Task to carry out: Present every line of the records below as a numbered list, leaving out any blank lines.

(Point labels for objects)
------

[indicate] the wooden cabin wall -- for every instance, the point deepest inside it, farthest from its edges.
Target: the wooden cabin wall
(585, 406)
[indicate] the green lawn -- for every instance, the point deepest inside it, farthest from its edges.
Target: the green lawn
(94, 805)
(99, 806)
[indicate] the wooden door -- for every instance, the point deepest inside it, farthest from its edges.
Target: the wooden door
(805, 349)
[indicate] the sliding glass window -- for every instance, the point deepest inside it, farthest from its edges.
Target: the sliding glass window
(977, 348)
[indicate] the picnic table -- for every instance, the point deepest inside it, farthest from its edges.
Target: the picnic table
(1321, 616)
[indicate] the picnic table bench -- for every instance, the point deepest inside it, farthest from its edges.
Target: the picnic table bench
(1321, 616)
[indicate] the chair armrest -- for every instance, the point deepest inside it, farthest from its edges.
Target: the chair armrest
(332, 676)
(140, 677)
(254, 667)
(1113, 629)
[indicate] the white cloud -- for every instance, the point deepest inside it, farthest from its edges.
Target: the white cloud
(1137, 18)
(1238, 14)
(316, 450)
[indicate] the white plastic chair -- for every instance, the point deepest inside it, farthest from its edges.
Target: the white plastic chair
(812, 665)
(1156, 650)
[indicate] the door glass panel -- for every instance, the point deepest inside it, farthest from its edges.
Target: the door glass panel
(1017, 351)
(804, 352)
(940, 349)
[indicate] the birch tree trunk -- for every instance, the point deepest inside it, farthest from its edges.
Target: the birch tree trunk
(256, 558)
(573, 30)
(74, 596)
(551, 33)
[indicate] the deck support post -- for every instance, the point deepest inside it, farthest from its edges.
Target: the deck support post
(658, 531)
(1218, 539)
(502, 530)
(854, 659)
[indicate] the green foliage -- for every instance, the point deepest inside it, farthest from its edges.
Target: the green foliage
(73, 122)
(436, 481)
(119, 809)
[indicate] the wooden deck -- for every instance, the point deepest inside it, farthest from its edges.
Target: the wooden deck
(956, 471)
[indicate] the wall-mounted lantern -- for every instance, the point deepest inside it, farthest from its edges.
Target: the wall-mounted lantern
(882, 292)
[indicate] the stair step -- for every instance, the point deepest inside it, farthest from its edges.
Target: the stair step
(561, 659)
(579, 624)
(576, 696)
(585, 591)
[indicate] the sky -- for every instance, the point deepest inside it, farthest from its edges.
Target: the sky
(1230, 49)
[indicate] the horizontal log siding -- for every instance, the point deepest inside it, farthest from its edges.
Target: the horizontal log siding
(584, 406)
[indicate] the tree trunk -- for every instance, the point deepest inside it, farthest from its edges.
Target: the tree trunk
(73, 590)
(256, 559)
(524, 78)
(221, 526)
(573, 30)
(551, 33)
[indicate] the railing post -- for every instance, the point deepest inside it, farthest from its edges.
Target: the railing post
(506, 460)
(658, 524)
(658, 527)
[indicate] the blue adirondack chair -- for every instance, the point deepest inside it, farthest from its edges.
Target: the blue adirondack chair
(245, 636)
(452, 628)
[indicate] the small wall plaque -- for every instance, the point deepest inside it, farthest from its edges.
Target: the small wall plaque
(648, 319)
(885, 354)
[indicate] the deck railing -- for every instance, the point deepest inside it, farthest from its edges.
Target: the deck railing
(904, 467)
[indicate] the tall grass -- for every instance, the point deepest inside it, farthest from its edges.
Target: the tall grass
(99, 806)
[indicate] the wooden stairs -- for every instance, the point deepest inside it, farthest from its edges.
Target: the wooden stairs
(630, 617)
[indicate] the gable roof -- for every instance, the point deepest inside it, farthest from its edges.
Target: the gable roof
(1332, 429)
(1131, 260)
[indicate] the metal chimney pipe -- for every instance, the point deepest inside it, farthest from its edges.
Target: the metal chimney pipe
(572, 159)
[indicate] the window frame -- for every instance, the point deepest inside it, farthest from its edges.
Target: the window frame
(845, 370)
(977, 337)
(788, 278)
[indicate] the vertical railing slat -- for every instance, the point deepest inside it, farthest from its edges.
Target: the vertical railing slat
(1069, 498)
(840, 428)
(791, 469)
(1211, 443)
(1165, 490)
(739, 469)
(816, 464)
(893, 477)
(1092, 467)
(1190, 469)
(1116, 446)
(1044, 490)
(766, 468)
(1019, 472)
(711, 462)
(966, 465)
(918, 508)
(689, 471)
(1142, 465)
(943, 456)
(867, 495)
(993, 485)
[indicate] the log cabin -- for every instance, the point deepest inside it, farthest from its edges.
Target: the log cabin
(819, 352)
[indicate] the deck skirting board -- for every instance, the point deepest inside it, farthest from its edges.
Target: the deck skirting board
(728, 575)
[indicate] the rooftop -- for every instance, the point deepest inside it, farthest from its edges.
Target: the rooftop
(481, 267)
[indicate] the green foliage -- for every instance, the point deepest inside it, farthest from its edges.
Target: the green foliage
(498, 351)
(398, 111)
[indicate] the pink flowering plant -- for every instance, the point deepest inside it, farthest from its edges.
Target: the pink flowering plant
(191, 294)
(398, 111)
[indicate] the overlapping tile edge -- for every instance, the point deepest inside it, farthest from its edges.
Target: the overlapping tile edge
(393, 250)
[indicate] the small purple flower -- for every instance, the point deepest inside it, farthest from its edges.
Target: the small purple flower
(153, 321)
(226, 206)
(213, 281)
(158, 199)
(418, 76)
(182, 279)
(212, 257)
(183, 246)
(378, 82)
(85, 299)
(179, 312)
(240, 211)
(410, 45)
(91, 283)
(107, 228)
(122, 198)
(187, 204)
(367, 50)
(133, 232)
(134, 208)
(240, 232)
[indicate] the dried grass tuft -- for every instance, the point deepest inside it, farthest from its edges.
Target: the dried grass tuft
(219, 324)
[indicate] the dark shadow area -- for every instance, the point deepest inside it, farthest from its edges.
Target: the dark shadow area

------

Response:
1. [indicate] the wooden cabin wall -- for every instance, the point deepest inside it, farthest from its edges.
2. Target: the wooden cabin wall
3. (585, 406)
4. [indicate] the green lawn -- for every instance, the point deepest inside it, farthest from its edges.
5. Target: the green lawn
6. (94, 805)
7. (99, 806)
8. [indicate] the wooden door -- for every instance, the point deepest inside it, farthest from its edges.
9. Target: the wooden door
10. (805, 349)
11. [indicate] the sliding glass window -- for every instance, the point deepest inside it, farthest from its edges.
12. Target: the sliding glass window
13. (977, 348)
14. [indicate] the picnic table -- for every instance, the point deepest inside it, farthest from its edges.
15. Target: the picnic table
16. (1321, 616)
17. [indicate] the picnic table bench -- for every instance, the point deepest inside it, farthest from its edges.
18. Target: the picnic table bench
19. (1321, 616)
20. [indicate] the chair armrest -- for every instance, the point deepest inside it, farthest from its edges.
21. Target: the chair armrest
22. (332, 676)
23. (140, 677)
24. (254, 667)
25. (1113, 629)
26. [indicate] the white cloud -- for every instance, the point deepest inside it, farthest from its edges.
27. Target: the white cloud
28. (1137, 18)
29. (1238, 14)
30. (316, 450)
31. [indicate] the white plastic chair -- for every instance, the point deepest inside it, farthest from its edges.
32. Target: the white plastic chair
33. (812, 665)
34. (1156, 650)
35. [indicate] the door glass panel -- for every instance, the point deepest inside it, farthest from its edges.
36. Target: the door glass panel
37. (1017, 351)
38. (804, 352)
39. (940, 349)
40. [indicate] the birch tree trunk -- for every instance, the point deepest inside it, farthest from its edges.
41. Target: the birch tree trunk
42. (256, 558)
43. (573, 30)
44. (74, 596)
45. (551, 33)
46. [indicate] the deck support post -- for every instance, the point deepest inside it, farthest from its edges.
47. Target: the deck support post
48. (658, 531)
49. (1218, 539)
50. (502, 530)
51. (854, 659)
52. [indicate] the green foliage -- for every instance, the point deepest inside it, farthest from its edges.
53. Target: the green foliage
54. (73, 122)
55. (436, 481)
56. (119, 809)
57. [indicate] the wooden deck -- for every instance, the point deepest inside it, farthest from its edges.
58. Target: the wooden deck
59. (956, 471)
60. [indicate] the wall-mounted lantern -- for every instance, the point deepest inside it, farthest from its edges.
61. Target: the wall-mounted lantern
62. (882, 292)
63. [indicate] the stair step -- for every instance, the point deepest inside it, farthest from its edges.
64. Target: the stair step
65. (561, 659)
66. (579, 624)
67. (576, 696)
68. (585, 591)
69. [indicate] the sky -- for every instance, the point deepest inside it, farthest from its edges.
70. Target: the sky
71. (1230, 49)
72. [indicate] the horizontal log siding -- for every instance, the point deepest inside it, farthest from its edges.
73. Target: the horizontal log siding
74. (584, 406)
75. [indicate] the tree trunk -- for every instance, the point deepest inside it, farthest from its edges.
76. Target: the tree trunk
77. (73, 590)
78. (256, 559)
79. (524, 78)
80. (221, 526)
81. (573, 30)
82. (551, 33)
83. [indicate] the railing post -- for every instance, the point deepest inside it, farthest from its edges.
84. Target: the railing post
85. (506, 460)
86. (658, 524)
87. (658, 527)
88. [indicate] the blue adirondack chair -- for every instance, the point deepest inside it, farthest from its edges.
89. Target: the blue adirondack chair
90. (245, 636)
91. (452, 628)
92. [indicate] the small wall plaque -- for every instance, the point deepest inside it, farthest from its edges.
93. Target: the small wall plaque
94. (648, 319)
95. (885, 354)
96. [indicate] the deck railing -- for every instance, the point deepest inside it, farthest from its edges.
97. Target: the deck railing
98. (904, 467)
99. [indicate] the tall grass -- for every instance, the point deepest inside it, farthest from its edges.
100. Target: the tall grass
101. (99, 806)
102. [indicate] the wooden stairs -- for every instance, the point deepest inside it, farthest from its edges.
103. Target: the wooden stairs
104. (630, 617)
105. [indicate] the gable roof -- for every instance, the point deepest inside it, farthest from its edges.
106. Target: the gable roof
107. (1332, 429)
108. (1131, 260)
109. [indicate] the metal chimney pipe -- for every instance, the point deepest inside it, farthest from its edges.
110. Target: the metal chimney pipe
111. (572, 159)
112. [indicate] the window frame -- for every instance, the point deepest inside it, farthest from its edges.
113. Target: the window frame
114. (845, 370)
115. (977, 337)
116. (788, 278)
117. [indicate] the vertical railing slat -- for every instance, the point deepest inside it, farthest from its edges.
118. Target: the vertical railing slat
119. (1069, 498)
120. (840, 428)
121. (791, 469)
122. (1211, 443)
123. (1165, 490)
124. (739, 469)
125. (816, 464)
126. (893, 477)
127. (1092, 467)
128. (1190, 469)
129. (1116, 446)
130. (1044, 490)
131. (766, 468)
132. (1019, 472)
133. (711, 462)
134. (966, 465)
135. (918, 508)
136. (689, 471)
137. (1142, 465)
138. (943, 456)
139. (867, 495)
140. (993, 485)
141. [indicate] the log cabin -- for every instance, the point deepest inside it, farthest from its edges.
142. Target: the log cabin
143. (819, 352)
144. [indicate] the deck skirting board -- for every instance, the point deepest inside it, farthest from its edges.
145. Target: the deck skirting board
146. (728, 575)
147. [indicate] the rooftop -- for every instance, the point deepest inside it, farthest from its edges.
148. Target: the rooftop
149. (481, 267)
150. [indicate] the green foliage -- for every instance, the point deepest inside it, farthest from its edges.
151. Target: the green foliage
152. (498, 351)
153. (398, 111)
154. [indicate] the pink flowering plant -- for every instance, the point deepest inside it, farthest from its edges.
155. Target: the pink flowering plant
156. (191, 294)
157. (398, 111)
158. [indicate] the overlapping tile edge -- for every instance, the point deepest inside it, farthest from its edges.
159. Target: the overlapping tile edge
160. (393, 250)
161. [indicate] the small purple flower -- for every instance, the point deepest inside it, farthest from its edges.
162. Target: the small purple flower
163. (153, 321)
164. (226, 206)
165. (213, 281)
166. (158, 199)
167. (418, 76)
168. (182, 279)
169. (212, 257)
170. (183, 246)
171. (378, 82)
172. (85, 299)
173. (179, 312)
174. (240, 211)
175. (410, 45)
176. (91, 283)
177. (107, 228)
178. (122, 198)
179. (187, 204)
180. (367, 50)
181. (133, 232)
182. (134, 208)
183. (240, 232)
184. [indicate] the dried grass tuft -- for every instance, the point deepest inside it, farthest from its edges.
185. Target: the dried grass tuft
186. (219, 324)
187. [indicate] the dark shadow area -- for every instance, the point deepest inside it, farthest from its edges.
188. Target: the dark shadow area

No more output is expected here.